| Task |
Please copy the data below verbatim, line for line, with nothing changed.

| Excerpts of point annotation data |
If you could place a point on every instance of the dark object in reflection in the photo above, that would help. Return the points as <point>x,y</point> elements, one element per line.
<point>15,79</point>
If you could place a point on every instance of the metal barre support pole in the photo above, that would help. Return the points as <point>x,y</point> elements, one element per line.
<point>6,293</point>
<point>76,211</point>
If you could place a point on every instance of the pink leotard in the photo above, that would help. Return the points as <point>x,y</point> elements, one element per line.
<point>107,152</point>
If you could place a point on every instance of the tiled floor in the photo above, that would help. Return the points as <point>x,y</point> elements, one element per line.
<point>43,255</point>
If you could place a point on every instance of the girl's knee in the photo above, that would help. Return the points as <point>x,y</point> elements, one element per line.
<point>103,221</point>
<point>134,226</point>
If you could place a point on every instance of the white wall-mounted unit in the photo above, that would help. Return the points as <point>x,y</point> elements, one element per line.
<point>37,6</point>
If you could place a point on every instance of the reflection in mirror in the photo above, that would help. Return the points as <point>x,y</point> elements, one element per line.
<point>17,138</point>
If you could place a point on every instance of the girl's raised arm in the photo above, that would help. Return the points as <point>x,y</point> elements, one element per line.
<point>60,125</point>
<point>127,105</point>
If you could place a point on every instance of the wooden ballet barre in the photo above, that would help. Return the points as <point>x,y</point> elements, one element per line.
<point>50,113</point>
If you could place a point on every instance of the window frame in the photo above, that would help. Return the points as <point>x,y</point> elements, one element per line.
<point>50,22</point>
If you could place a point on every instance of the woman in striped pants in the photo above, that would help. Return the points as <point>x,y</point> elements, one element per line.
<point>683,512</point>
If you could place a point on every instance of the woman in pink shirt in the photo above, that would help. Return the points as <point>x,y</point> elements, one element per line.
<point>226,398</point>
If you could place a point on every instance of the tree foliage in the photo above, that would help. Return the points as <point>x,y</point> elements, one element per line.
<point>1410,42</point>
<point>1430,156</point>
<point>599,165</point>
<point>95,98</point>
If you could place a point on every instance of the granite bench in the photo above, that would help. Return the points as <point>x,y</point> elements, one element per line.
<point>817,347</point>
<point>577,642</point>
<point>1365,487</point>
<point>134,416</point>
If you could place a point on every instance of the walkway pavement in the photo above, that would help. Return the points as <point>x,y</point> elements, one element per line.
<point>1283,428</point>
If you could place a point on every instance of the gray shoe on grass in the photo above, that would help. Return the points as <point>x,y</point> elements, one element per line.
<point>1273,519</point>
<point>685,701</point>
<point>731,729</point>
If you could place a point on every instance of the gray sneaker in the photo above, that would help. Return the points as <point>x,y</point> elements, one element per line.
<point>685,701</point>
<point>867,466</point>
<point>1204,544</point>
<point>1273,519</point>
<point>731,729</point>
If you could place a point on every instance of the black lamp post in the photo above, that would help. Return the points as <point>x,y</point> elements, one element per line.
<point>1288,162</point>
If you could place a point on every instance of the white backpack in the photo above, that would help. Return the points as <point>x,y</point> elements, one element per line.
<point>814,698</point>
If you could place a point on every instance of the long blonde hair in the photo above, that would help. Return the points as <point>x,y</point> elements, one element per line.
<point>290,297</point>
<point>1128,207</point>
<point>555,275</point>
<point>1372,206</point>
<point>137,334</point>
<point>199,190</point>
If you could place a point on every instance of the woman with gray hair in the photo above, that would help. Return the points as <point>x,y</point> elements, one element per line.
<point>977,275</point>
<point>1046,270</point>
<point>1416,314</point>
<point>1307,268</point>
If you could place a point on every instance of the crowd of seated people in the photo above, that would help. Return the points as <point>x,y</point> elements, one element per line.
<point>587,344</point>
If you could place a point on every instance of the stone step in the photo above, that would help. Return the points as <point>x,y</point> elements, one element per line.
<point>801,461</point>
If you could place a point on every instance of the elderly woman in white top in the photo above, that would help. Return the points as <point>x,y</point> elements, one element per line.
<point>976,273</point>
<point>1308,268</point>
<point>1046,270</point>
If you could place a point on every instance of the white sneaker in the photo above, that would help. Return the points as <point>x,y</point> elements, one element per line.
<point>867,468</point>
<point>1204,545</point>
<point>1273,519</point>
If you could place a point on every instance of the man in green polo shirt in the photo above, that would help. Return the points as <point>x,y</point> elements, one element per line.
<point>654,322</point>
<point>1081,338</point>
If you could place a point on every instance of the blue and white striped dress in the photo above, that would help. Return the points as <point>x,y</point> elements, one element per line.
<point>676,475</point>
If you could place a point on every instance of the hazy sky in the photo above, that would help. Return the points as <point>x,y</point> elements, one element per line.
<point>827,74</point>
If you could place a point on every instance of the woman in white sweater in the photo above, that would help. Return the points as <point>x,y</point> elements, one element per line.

| Written answer |
If you could place a point on every instance of the dark object in reflection in the photo above, that would help. Return the points as <point>x,y</point> elements, one element per line.
<point>15,79</point>
If you could place a point on every instance of the metal barre support pole in the photo above, that would help. Return the points as <point>x,y</point> elements, one element per line.
<point>6,293</point>
<point>76,211</point>
If you could place a point on every instance of the pink leotard in the photo above, that would help. Return the points as <point>x,y</point> elements, one element per line.
<point>107,152</point>
If you could place a point on every instance of the tiled floor in the photo above, that would help. Return the points as <point>x,y</point> elements, one element per line.
<point>43,255</point>
If you could place a point on every instance of the girl's knee in the photo above, that would help. Return the points as <point>x,y</point> elements, one element per line.
<point>103,221</point>
<point>134,226</point>
If you could place a point on every instance of the white wall-mounted unit in the photo above, that would help. Return the points as <point>x,y</point> elements, one element per line.
<point>37,6</point>
If you could place a point on every instance of the reflection in mirror in the photo above, that would help. Return the points as <point>x,y</point> elements, one element per line.
<point>17,138</point>
If you could place a point on every instance of the girl's raised arm in the photo above, that would help. Return the points as <point>x,y</point> elements, one element per line.
<point>60,125</point>
<point>127,105</point>
If you could place a point on every instance of the wooden ballet barre in the photo above, that would help. Return the points as <point>x,y</point> elements, one element per line.
<point>50,113</point>
If you could place a point on every instance of the window frame in the photo above, that would help. Return the points as <point>x,y</point> elements, one element per line.
<point>50,22</point>
If you could place a point on every instance of the woman in striped pants in the photo above, that would help. Return the points as <point>x,y</point> elements, one element per line.
<point>683,512</point>
If you could place a point on every instance of the woman in pink shirt in the photo above, that would help. Return the points as <point>x,y</point> elements, one element per line.
<point>226,398</point>
If you could place a point on every instance of the tree foliage in the photo above, that would help. Return the points as <point>x,y</point> elements, one element per line.
<point>1410,42</point>
<point>1430,156</point>
<point>599,165</point>
<point>95,98</point>
If you could place a point on every instance of the granite bench in the photo above, that would help. Return the points as <point>x,y</point> elements, one element per line.
<point>817,347</point>
<point>577,642</point>
<point>1365,487</point>
<point>134,416</point>
If you could place a point on every instance of the walkway pavement in the photo above, that would help. Return the points as <point>x,y</point> elements, one element per line.
<point>1283,428</point>
If you could place a point on every instance of the gray shoe on grass in the photo above, that would help. Return the points as <point>x,y</point> elements, one element per line.
<point>1273,519</point>
<point>685,701</point>
<point>731,729</point>
If you could place a point on every instance of the gray sneaker in the photo above, that would help. Return the points as <point>x,y</point> elements, one element per line.
<point>685,701</point>
<point>867,466</point>
<point>1204,544</point>
<point>1273,519</point>
<point>731,729</point>
If you could place a point on every instance of the black lamp post in the photo above, that would help. Return the points as <point>x,y</point> elements, one element per line.
<point>1288,162</point>
If you could place a point on every instance of the white backpack in the photo above, that would help. Return the points as <point>x,y</point> elements, one element per line.
<point>814,698</point>
If you could place a point on every instance of the long blonde hair in the photo above, that would help. Return the points as <point>x,y</point> elements, one element per line.
<point>290,297</point>
<point>1128,207</point>
<point>555,275</point>
<point>1372,206</point>
<point>137,334</point>
<point>199,190</point>
If you could place a point on every instance of the woman with gray hair in the photo above, that would help. Return the points as <point>x,y</point> elements, one element per line.
<point>977,275</point>
<point>1046,270</point>
<point>1416,314</point>
<point>1307,268</point>
If you could place a point on every instance of the crowd of seated people in the photo above, that would help. Return the points as <point>x,y</point> elements, one element per line.
<point>587,344</point>
If you could place a point on every instance of the stone step in the photo above, that would help. Return the points as <point>x,y</point> elements, one element per line.
<point>801,461</point>
If you could place a point on every instance of the elderly woman in white top in the photo above, that would help. Return the points as <point>x,y</point> elements, one element per line.
<point>976,273</point>
<point>1308,268</point>
<point>1046,270</point>
If you could place a point on every instance of the white sneaker in the photo above, that would help. Return the points as <point>x,y</point> elements, one element per line.
<point>867,468</point>
<point>1204,545</point>
<point>1273,519</point>
If you could place a point on every instance of the man in green polo shirt in the photo above, that would help. Return the points as <point>x,y</point> elements, one element per line.
<point>654,322</point>
<point>1081,338</point>
If you could place a point on every instance of the blue and white striped dress in the photo above, that would help. Return the points as <point>x,y</point> elements, one element per line.
<point>676,475</point>
If you could place a point on every instance of the hazy sky in the photo above, that would help. Return the points as <point>x,y</point> elements, one element per line.
<point>827,74</point>
If you could place a point on every instance of the woman in white sweater in the photo above, that would help. Return the points as <point>x,y</point> elements, one element per line.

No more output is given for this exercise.